- _Travail demandé_: Recopiez à l'identique le passage du texte sur l'immobilier d'entreprise qui commence aux mots « Inconvénients de ce » et s'arrête après « récupérer cette trésorerie. ».

Inconvénients de ce mode de détention :

L'immobilier et l'exploitation ne sont pas séparés, il y a un risque en cas de procédure collective de la société. C'est moins souple en cas de cession ultérieure de la société (prix de la SE plus élevé donc moins de repreneurs potentiels) et en cas de transmission future aux enfants : si un enfant est repreneur et l'autre non. Il y a un risque de sous-estimation du prix de l'immeuble par les repreneurs plus intéressés par l'outil de production. Enfin, les contraintes fiscales sont plus fortes en cas de vente de l'immeuble par la société lorsque le dirigeant veut récupérer cette trésorerie.

Afin de faciliter la cession de l'entreprise, et de conserver l'immeuble d'entreprise dans le cadre familial, une des préconisations consiste en la remise de la pleine propriété ou nue-propriété de l'immeuble d'entreprise par la distribution de dividendes. Il s'agit d'une stratégie d'anticipation car il est nécessaire que les réserves de l'entreprise soient à la hauteur de la distribution. L'apport partiel d'actif peut aussi être envisagé. La société existante pourrait apporter sa branche complète et autonome d'activité (à l'exception des actifs immobiliers) à une nouvelle société spécialement constituée à cet effet et lui consentir un bail commercial.

Achat en direct ou via une société civile immobilière (SCI)

La grande majorité des entrepreneurs préfère acheter personnellement l'immobilier d'exploitation pour ensuite le mettre en location au profit de l'entreprise : en versant un loyer au chef d'entreprise, ce dernier se constitue un patrimoine grâce aux bénéfices de son entreprise. Ils constituent aussi parfois une société pour détenir des biens immobiliers, permettant à plusieurs investisseurs de détenir des parts.

Pour la société d'exploitation : l'entreprise pourra simplement déduire les loyers payés.

Pour l'entrepreneur en direct : fiscalement, il pourra déduire les intérêts d'emprunt et récupérer la TVA sur option dès lors que les loyers sont soumis à la TVA mais il ne pourra pas déduire les amortissements comptables liés à une fiscalité aux BIC ou à l'IS ni déduire les frais d'acquisition de l'immeuble (frais de notaire + frais de négociation de l'agence immobilière). Sauf s'il fait le choix d'une SCI avec une option à l'impôt sur les sociétés.

Les avantages sont la flexibilité dans la gestion et la transmission du patrimoine, ainsi que la possibilité de bénéficier d'avantages fiscaux. Du côté des inconvénients de la SCI, figurent les coûts de création et de gestion de la société, la complexité administrative, la responsabilité des associés.

Démembrement des murs professionnels

L'entreprise finance l'usufruit de l'immeuble (US), le chef d'entreprise finance la nue-propriété de l'immeuble (NP). Il s'agit d'une stratégie « mixte » en parfaite adéquation avec la stratégie de l'entreprise et de l'entrepreneur.

- _Données extraites_:
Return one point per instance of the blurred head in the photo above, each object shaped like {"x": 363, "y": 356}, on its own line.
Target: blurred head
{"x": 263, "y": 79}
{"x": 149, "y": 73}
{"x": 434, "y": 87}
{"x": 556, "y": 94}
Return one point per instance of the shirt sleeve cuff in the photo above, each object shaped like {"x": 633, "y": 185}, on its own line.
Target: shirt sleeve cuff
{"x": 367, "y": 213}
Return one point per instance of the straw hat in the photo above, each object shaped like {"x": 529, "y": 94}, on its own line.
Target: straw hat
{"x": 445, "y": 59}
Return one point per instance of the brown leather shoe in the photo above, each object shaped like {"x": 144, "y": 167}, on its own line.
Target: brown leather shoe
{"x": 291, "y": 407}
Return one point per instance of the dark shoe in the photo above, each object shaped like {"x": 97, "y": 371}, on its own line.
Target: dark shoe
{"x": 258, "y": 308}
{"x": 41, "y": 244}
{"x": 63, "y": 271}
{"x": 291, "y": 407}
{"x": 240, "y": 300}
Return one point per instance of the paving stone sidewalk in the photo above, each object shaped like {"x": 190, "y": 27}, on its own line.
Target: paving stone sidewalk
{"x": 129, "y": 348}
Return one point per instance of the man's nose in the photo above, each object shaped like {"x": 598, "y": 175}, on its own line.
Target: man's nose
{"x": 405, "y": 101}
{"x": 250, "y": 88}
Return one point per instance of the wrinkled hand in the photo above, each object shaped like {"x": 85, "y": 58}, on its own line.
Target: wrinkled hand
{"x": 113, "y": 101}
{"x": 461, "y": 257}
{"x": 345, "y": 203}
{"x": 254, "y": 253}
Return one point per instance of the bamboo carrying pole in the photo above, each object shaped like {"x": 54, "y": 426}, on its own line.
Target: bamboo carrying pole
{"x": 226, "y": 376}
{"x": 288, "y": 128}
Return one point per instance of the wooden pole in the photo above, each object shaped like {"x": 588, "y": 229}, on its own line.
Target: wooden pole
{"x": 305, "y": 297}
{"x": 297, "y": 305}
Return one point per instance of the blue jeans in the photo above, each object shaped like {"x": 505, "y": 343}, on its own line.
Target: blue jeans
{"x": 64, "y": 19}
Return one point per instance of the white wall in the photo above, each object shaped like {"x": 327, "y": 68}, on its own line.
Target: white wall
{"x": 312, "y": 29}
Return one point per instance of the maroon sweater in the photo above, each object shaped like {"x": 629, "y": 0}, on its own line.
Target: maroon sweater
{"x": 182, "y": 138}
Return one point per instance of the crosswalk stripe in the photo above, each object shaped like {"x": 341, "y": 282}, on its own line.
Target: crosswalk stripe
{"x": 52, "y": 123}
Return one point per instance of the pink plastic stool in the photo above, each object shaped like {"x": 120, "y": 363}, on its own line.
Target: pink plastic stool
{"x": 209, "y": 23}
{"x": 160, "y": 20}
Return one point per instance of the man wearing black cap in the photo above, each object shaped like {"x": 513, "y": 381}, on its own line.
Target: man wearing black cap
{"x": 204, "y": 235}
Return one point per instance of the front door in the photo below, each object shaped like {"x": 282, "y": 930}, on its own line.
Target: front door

- _Réponse rédigée_:
Inconvénients de ce mode de détention :

L'immobilier et l'exploitation ne sont pas séparés, il y a un risque en cas de procédure collective de la société. C'est moins souple en cas de cession ultérieure de la société (prix de la SE plus élevé donc moins de repreneurs potentiels) et en cas de transmission future aux enfants : si un enfant est repreneur et l'autre non. Il y a un risque de sous-estimation du prix de l'immeuble par les repreneurs plus intéressés par l'outil de production. Enfin, les contraintes fiscales sont plus fortes en cas de vente de l'immeuble par la société lorsque le dirigeant veut récupérer cette trésorerie.